> GIVEN TEXT
####
Principle 8 of the ASX Corporate Governance Council’s Corporate governance principles and recommendations (4th edn, February 2019) identifies remuneration committees as ‘an efficient and effective mechanism to bring the focus and independent judgement needed on remuneration decisions’.
Maintaining an independent role in overseeing and making executive variable pay decisions is therefore a key principle of good governance for remuneration committees. This requires appropriate management and avoidance of conflicts that can arise with executives being involved in decisions on their own variable pay. These conflicts can arise, for example, when executives advise the board on factors impacting their own variable pay outcomes, such as group performance.
Although it is often unavoidable for executives to be involved in compiling key information to be presented to the board about variable pay outcomes, there is no need for executives to be present for, or to participate in, decisions that impact their own variable pay. After interested executives have had the opportunity to provide input and advice to the board, they should leave during the decision-making process.
####
> STUDY MATERIAL

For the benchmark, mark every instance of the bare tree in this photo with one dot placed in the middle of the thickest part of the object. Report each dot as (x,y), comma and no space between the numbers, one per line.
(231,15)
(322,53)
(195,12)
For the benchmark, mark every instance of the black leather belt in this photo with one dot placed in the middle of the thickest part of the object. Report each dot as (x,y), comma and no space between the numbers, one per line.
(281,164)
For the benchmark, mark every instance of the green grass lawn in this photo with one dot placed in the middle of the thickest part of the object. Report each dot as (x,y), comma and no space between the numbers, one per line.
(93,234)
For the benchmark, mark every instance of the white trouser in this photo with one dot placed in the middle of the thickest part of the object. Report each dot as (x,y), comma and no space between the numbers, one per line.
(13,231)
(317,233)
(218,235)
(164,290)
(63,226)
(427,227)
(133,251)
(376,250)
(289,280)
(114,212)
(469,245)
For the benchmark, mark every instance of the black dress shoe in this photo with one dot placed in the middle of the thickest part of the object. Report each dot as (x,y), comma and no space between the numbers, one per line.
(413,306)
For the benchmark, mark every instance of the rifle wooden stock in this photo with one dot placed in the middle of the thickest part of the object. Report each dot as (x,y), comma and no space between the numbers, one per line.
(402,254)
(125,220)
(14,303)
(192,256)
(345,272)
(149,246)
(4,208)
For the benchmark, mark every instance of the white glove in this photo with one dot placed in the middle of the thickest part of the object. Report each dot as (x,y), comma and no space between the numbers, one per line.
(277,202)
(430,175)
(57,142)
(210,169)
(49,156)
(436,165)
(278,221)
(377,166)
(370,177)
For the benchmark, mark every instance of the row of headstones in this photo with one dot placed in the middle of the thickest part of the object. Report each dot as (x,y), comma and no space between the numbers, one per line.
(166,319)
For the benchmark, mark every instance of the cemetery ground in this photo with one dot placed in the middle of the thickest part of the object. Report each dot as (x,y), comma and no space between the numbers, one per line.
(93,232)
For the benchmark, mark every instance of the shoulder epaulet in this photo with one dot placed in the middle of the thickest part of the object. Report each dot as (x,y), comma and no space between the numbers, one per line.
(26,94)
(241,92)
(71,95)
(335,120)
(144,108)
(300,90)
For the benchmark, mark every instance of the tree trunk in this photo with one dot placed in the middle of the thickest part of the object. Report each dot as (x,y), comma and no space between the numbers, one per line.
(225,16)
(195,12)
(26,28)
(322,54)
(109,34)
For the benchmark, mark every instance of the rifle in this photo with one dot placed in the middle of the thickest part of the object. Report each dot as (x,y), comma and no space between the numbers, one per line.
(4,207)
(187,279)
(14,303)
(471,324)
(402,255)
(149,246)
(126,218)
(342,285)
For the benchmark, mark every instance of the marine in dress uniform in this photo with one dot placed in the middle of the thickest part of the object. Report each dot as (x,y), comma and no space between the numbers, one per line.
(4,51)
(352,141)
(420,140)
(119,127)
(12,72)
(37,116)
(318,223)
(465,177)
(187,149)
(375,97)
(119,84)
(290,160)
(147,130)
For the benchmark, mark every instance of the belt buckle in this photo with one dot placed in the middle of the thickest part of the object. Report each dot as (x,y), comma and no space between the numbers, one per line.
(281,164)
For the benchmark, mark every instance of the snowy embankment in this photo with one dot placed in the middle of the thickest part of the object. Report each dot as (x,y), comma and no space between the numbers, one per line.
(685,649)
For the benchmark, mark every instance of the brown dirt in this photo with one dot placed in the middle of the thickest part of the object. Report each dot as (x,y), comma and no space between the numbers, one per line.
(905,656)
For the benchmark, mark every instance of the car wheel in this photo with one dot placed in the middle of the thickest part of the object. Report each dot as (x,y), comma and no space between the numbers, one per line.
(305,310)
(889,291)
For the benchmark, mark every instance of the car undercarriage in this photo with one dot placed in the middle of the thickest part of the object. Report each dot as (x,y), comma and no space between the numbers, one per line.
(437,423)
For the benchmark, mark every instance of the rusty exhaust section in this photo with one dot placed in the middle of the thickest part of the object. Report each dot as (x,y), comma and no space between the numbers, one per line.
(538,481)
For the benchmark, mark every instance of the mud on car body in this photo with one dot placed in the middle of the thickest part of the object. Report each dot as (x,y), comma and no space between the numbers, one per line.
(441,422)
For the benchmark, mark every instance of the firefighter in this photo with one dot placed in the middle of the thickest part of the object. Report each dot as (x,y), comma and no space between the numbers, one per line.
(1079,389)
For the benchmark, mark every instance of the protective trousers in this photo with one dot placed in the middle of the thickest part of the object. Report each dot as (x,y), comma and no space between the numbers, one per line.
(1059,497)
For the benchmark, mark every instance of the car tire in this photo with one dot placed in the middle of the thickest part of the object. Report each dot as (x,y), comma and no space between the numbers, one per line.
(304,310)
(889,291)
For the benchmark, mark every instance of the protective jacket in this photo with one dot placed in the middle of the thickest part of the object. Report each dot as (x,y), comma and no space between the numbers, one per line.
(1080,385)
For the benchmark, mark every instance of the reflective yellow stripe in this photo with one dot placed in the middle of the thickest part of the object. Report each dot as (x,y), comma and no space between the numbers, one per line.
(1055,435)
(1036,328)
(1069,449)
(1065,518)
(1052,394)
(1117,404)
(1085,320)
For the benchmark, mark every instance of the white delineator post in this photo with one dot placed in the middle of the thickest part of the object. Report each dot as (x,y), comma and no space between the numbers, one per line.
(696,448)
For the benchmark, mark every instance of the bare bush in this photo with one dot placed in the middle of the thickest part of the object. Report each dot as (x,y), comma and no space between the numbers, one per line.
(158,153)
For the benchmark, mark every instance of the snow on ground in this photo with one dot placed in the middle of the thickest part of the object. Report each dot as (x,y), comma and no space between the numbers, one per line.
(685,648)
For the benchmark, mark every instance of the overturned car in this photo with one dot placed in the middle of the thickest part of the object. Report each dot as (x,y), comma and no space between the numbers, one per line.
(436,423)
####
> EXPLORE THE MATERIAL
- A) Summarize the remuneration committee text in two sentences.
- B) In the remuneration committee text, what should interested executives do once they have provided input and advice to the board?
- C) Extend the text on remuneration committees and executive variable pay, starting after its final sentence.

> OUTPUTS IN ORDER
- A) The ASX Corporate Governance Council's principles treat remuneration committees as a way to bring focus and independent judgement to remuneration decisions, so keeping an independent role over executive variable pay is a key governance principle. That requires managing conflicts, such as executives advising the board on factors affecting their own pay: executives may help compile information and give input, but they should leave during the decisions that affect their own variable pay.

- B) They should leave during the decision-making process.

- C)
As suggested above, information provided by the relevant executive can be supplemented with insights from independent sources. If particular circumstances make significant input of the CEO into recommendations on variable pay unavoidable, boards should consider introducing mechanisms that separate the outcome of the CEO’s award from the award of other executives. For example, if the CEO is responsible for making recommendations on the size of the bonus pool for executives, a separate funding pool uninfluenced by the CEO’s recommendation could be created for the CEO.
Ensuring that remuneration committees not only have sufficient information but also have sufficient time to scrutinise and debate outcomes to effectively apply independent judgement is particularly important. This involves forward planning to ensure that board and committee agendas and meeting sequencing enable thorough scrutiny of proposed executive variable pay outcomes. This would likely include scheduling at least one substantive preliminary meeting (which may include a joint meeting/s) to ensure that the committee has the necessary information at hand about the company’s and the executive’s accountabilities and performance before making its final decisions on variable pay outcomes.
Clear communication in corporate disclosures and to stakeholder groups more broadly about the rationale for board decisions on executive variable pay outcomes is essential for maintaining investor confidence. This includes communication to the executive team and workforce more broadly to ensure buy-in internally.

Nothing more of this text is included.